▶ **SUPPLIED DATA**
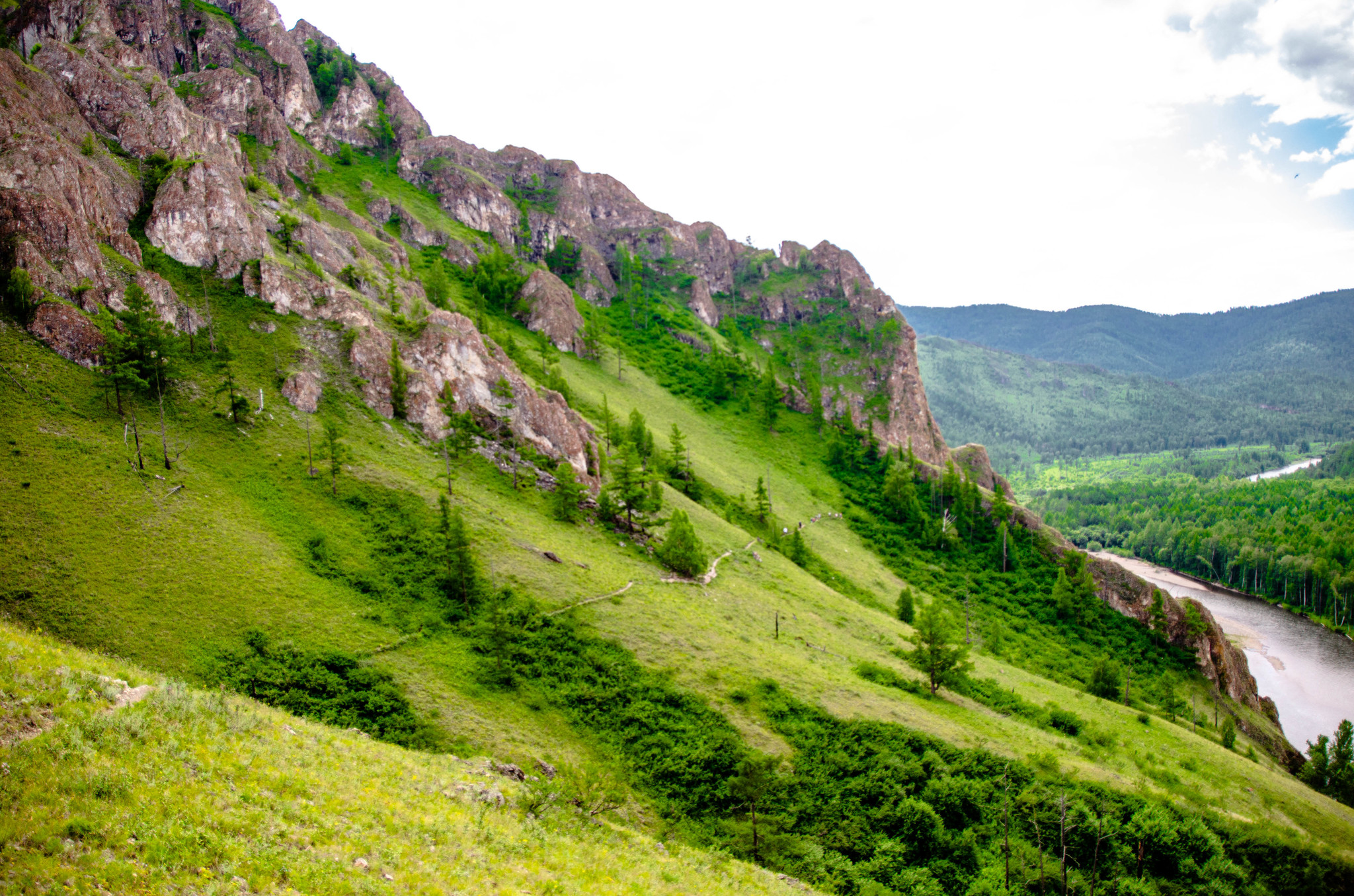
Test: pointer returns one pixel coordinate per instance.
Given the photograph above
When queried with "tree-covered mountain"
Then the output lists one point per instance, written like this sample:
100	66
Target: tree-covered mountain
1025	409
474	453
1308	334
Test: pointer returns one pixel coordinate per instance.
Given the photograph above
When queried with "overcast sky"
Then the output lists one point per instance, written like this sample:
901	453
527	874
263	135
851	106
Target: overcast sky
1168	156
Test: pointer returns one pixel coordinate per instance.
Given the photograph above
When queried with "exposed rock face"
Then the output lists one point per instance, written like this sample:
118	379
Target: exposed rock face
553	311
303	390
973	459
67	332
1219	659
453	354
910	422
701	303
202	218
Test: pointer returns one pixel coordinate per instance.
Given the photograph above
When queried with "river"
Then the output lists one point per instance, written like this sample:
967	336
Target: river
1284	471
1306	669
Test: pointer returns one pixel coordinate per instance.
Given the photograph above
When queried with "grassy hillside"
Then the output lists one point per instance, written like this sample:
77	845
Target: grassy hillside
213	794
168	573
1029	410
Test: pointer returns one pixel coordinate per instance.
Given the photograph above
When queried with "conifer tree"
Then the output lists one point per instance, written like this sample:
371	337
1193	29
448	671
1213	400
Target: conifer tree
335	451
461	573
770	397
682	551
629	482
900	496
906	605
237	402
1001	507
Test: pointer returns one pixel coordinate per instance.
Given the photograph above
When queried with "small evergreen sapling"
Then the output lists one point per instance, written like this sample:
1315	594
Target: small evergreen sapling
906	607
937	650
682	551
461	581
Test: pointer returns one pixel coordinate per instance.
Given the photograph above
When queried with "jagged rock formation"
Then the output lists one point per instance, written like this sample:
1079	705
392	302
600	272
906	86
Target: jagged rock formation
218	91
1218	658
156	117
551	311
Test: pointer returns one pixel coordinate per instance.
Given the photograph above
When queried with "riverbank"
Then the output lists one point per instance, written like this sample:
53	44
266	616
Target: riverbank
1187	578
1306	669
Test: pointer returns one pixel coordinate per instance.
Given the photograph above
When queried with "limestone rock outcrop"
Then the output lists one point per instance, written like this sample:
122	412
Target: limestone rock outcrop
551	311
701	303
1218	658
67	332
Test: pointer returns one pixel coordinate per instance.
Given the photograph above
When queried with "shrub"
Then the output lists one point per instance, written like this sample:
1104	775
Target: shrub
328	685
1107	680
682	551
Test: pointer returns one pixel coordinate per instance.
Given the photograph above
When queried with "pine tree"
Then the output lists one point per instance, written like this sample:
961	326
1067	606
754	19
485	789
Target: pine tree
568	493
462	579
770	397
937	650
1064	596
1107	680
900	498
906	605
682	551
629	482
1001	507
336	453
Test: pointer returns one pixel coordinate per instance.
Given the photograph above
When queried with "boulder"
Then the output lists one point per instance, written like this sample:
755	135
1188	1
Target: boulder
551	311
453	356
67	332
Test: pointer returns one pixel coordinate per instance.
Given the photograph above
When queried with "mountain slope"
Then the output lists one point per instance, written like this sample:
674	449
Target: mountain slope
1303	336
390	297
1025	409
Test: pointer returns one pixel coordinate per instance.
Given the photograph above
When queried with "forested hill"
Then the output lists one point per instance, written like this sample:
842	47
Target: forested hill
1025	409
1308	334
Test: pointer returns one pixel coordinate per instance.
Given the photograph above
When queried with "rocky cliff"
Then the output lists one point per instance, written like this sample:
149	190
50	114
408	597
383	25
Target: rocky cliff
204	129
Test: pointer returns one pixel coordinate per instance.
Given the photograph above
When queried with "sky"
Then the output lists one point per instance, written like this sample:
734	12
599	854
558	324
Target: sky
1168	155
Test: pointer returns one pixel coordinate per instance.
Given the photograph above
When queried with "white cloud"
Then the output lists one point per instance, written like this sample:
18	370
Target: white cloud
1208	156
1337	179
1265	145
1257	168
947	145
1322	155
1230	29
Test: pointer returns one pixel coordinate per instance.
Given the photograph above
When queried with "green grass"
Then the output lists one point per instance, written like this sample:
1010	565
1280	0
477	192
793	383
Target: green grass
214	794
346	183
107	559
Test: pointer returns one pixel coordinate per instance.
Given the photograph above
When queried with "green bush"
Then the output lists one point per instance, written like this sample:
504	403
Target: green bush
325	685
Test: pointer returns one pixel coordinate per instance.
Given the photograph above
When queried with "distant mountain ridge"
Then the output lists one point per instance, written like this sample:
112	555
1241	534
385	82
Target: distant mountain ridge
1310	334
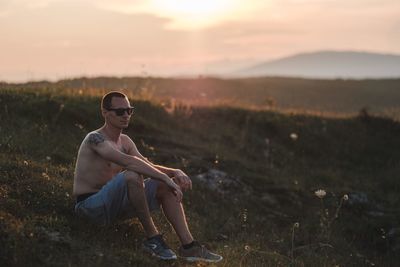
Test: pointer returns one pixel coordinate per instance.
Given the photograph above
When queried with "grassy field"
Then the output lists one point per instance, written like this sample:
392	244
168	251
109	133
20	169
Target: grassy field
272	218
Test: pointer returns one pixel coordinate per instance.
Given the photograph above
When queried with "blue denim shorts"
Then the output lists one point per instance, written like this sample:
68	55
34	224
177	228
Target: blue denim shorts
112	202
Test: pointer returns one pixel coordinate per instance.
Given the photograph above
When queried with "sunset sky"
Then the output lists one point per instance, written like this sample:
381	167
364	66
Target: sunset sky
56	39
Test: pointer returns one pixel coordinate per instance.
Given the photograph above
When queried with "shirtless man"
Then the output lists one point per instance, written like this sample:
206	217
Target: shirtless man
109	184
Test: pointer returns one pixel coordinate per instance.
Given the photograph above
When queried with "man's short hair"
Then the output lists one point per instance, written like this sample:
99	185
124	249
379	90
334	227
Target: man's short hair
106	100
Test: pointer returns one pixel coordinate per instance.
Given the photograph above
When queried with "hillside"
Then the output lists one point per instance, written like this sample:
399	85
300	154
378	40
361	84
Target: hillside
321	96
329	65
269	166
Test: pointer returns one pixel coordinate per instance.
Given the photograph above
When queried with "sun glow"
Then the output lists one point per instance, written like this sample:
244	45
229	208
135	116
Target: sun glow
195	13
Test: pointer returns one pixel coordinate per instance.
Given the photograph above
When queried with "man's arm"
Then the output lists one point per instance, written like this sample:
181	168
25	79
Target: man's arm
104	148
178	175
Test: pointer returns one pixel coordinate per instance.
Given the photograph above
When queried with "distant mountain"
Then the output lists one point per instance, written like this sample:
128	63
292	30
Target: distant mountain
329	64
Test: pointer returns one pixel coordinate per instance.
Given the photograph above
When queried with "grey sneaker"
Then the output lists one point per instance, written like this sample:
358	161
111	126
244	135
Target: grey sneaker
158	248
199	253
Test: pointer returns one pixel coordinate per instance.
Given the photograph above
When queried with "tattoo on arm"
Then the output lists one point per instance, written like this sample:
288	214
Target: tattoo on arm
96	138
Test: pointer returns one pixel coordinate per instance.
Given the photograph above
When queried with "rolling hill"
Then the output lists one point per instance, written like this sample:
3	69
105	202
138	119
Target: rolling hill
329	64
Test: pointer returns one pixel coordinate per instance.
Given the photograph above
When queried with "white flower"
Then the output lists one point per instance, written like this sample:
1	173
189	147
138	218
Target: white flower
293	136
320	193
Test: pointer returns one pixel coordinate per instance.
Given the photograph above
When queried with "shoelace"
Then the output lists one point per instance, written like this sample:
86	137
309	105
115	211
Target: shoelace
160	240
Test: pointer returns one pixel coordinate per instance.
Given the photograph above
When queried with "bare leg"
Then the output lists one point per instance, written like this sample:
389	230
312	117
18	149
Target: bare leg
174	212
137	197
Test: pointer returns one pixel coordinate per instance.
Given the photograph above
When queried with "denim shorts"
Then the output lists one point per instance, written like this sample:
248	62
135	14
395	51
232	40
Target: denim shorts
112	202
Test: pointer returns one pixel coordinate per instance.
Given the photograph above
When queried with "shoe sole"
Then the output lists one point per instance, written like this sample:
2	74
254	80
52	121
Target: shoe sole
194	259
158	256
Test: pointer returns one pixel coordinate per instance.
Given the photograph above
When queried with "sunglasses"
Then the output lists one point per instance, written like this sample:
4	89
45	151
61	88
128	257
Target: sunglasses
121	111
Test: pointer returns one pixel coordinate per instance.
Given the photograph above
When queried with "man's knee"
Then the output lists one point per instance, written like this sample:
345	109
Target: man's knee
133	178
163	190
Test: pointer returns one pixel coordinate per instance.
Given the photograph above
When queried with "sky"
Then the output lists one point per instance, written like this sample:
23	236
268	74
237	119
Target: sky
58	39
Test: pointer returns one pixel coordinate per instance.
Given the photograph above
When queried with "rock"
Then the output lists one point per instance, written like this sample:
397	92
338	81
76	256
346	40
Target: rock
358	198
269	199
221	182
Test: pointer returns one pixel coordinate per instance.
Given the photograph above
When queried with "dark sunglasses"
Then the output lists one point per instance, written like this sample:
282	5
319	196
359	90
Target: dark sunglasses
121	111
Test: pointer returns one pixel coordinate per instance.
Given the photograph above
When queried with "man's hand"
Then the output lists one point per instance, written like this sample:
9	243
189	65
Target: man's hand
182	179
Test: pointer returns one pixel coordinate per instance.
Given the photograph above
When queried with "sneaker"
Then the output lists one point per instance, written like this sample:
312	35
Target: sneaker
199	253
158	248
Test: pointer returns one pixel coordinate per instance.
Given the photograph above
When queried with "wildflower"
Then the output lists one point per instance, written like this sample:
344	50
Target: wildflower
293	136
320	193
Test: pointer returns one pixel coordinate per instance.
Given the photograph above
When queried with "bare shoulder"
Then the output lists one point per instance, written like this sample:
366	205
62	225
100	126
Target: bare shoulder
95	138
126	140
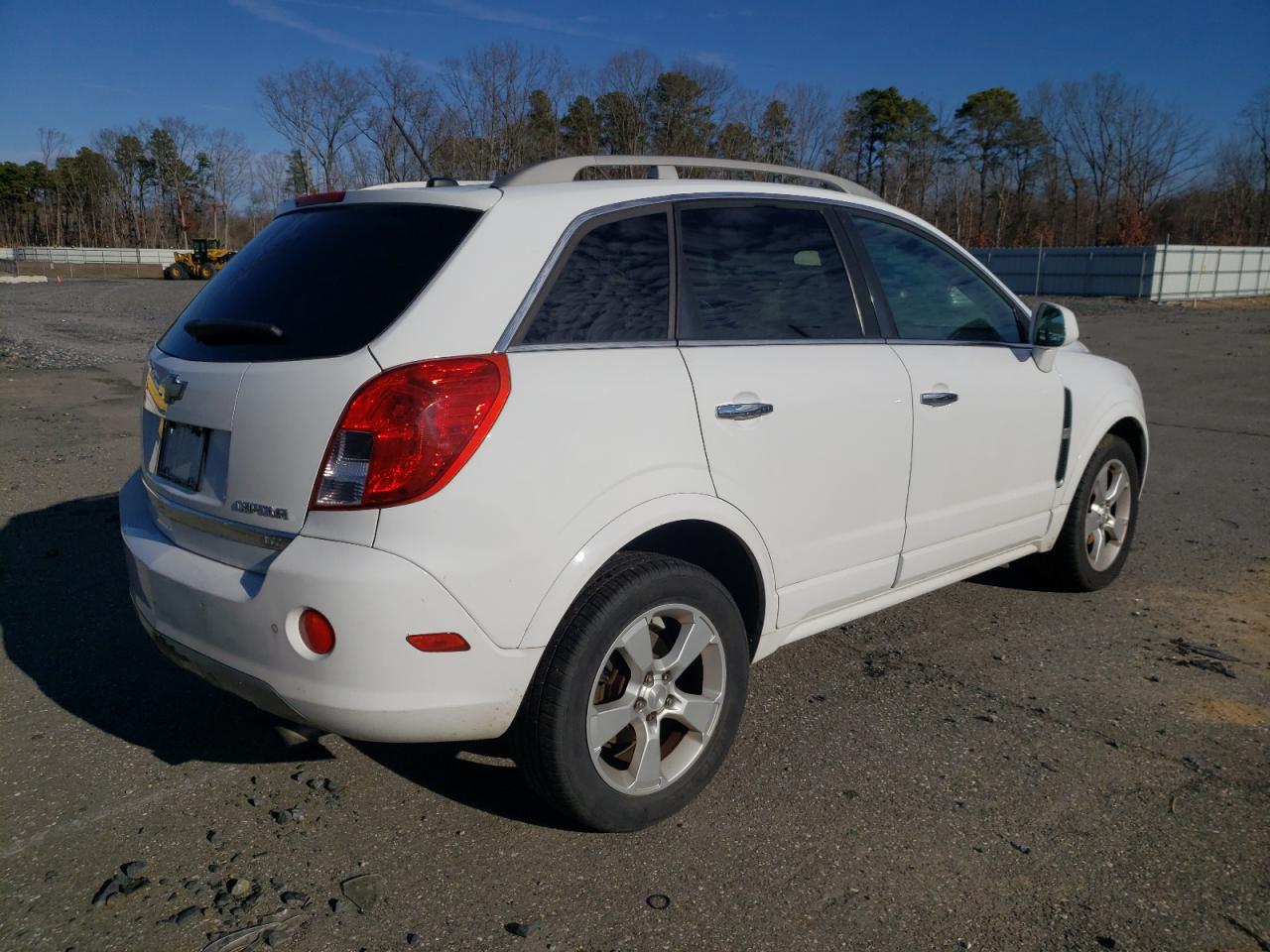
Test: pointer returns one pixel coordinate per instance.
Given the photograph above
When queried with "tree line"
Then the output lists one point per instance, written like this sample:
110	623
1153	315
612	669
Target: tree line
1075	163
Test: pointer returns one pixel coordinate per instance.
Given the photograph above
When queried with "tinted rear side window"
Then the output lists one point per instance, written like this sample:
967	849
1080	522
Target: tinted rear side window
934	295
330	278
613	287
762	273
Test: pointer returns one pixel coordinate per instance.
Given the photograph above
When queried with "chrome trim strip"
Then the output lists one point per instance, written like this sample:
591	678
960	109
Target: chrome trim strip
781	341
508	335
214	525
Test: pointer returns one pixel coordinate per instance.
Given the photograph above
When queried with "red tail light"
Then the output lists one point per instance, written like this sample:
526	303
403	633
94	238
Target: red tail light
408	431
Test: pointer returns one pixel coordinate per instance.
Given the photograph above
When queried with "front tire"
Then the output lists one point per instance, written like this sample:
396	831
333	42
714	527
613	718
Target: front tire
1101	521
639	696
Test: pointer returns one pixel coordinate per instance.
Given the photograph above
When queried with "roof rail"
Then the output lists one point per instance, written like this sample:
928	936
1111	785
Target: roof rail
665	167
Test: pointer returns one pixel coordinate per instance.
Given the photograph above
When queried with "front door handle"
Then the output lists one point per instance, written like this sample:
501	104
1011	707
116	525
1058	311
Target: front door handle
742	412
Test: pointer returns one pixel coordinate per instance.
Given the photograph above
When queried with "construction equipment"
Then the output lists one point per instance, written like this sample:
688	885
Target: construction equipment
200	264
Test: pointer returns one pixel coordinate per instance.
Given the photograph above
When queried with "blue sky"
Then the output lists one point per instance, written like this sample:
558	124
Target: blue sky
79	66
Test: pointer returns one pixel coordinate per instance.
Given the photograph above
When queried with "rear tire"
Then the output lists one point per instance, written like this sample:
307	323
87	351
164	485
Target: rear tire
638	697
1101	521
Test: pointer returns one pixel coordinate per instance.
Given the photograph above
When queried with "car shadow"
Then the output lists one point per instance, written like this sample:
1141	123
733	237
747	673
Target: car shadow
476	774
67	624
1025	575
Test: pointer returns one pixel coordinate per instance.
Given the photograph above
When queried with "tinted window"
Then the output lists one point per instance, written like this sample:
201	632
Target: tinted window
934	295
613	287
330	278
762	273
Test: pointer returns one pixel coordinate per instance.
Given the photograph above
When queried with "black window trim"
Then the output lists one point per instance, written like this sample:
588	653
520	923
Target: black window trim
856	273
578	230
890	331
869	329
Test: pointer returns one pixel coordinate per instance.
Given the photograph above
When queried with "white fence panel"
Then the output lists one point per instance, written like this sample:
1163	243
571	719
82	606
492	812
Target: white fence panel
1160	272
98	255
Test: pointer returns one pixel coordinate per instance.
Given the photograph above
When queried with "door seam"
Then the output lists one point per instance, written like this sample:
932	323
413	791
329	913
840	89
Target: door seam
912	456
701	431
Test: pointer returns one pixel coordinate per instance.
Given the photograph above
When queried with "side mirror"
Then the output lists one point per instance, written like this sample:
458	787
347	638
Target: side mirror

▶ **REQUIREMENT**
From the material above, pull out every line that contains the string "tire" and list those lines in order. Uppercase and lowercase letters count as different.

▶ **ANSWER IN FULL**
When queried with "front tire"
Target: front tire
When queried with "rear tire"
Target: rear tire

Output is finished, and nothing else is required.